Requirements:
Copy the lines below word for word, leaving out the pictures.

Stored data:

· · · ·

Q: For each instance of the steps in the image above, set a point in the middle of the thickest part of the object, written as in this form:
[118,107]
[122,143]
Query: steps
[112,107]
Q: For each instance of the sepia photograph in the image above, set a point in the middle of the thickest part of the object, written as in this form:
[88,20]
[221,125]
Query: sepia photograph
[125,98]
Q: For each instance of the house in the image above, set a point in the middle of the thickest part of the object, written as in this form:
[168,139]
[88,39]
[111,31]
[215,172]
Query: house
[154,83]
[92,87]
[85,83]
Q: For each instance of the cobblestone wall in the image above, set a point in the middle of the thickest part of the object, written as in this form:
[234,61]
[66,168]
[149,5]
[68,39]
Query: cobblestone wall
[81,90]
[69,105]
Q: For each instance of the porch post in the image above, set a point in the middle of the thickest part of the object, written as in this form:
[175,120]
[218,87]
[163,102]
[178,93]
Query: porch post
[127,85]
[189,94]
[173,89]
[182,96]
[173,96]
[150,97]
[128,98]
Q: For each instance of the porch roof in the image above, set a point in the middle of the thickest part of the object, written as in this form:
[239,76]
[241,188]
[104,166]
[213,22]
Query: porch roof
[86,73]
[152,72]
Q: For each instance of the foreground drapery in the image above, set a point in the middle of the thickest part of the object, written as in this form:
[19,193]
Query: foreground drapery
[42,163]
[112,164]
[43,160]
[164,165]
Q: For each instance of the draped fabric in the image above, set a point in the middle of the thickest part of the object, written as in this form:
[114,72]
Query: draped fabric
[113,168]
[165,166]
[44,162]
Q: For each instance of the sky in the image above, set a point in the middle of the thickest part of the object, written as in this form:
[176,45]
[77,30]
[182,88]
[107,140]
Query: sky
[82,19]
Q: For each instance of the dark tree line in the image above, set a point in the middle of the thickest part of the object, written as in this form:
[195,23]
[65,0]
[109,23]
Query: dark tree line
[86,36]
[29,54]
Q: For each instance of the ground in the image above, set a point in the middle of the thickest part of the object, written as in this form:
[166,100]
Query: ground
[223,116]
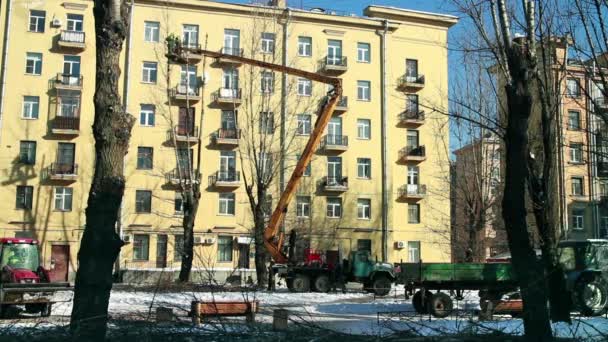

· · · ·

Answer:
Q: For each instance of the steps in the image above, set a point in the middle of the thickest part of the object, written as in this form:
[118,107]
[122,143]
Query: steps
[112,107]
Q: For each instance of the sepia photograph in the image above, set a point in the middle of the thickest part of the object, written as in this form:
[88,20]
[221,125]
Query: sepia photograph
[125,98]
Q: For each instance of the house in the image above, set a point in the middle of the thickest part of the object, written as in this form:
[168,139]
[88,39]
[111,31]
[215,172]
Query: house
[154,83]
[92,87]
[85,83]
Q: For each instance of the cobblestone wall in the image above, set a point in the middle of the thickest part of the object, written as in this form:
[234,61]
[66,168]
[149,5]
[68,39]
Query: cobblestone wall
[81,90]
[69,105]
Q: For each instance of the porch post in the image above, set a point in the middle of the thickest part of the object, written as in this form:
[175,120]
[218,87]
[163,102]
[178,93]
Query: porch post
[127,85]
[189,94]
[173,89]
[182,96]
[173,96]
[150,97]
[128,98]
Q: For each instance of the porch roof in the image above, set a point in the middle of the thickest part of the object, written as in this form:
[239,76]
[241,188]
[104,166]
[213,22]
Query: porch roof
[86,73]
[152,72]
Q: For each instance of the foreground drapery in the image above, set a point in the middle of the thickest part of the object, written as in this form:
[19,193]
Query: foreground drapery
[42,163]
[112,164]
[43,160]
[164,165]
Q: For each instance of the draped fabric in the image above, set a point in the middle of the thickest part of the object, written as in this form:
[114,72]
Query: draped fabric
[113,168]
[165,166]
[44,162]
Q: For each instance of the sky in the image above, set a point in the middle of the thickest part of the object, written as in this form:
[176,45]
[77,30]
[182,88]
[107,140]
Query: sky
[82,19]
Q: For each instance of the dark tree line in the image above, set a point in the middle of the thickest part of the object, written as in this form:
[195,23]
[65,0]
[109,23]
Query: dark tree line
[86,36]
[29,54]
Q: For each instance of the ground in the image above, set a point in the middle of the thickest part of the object, written as in this form:
[166,100]
Query: ground
[223,116]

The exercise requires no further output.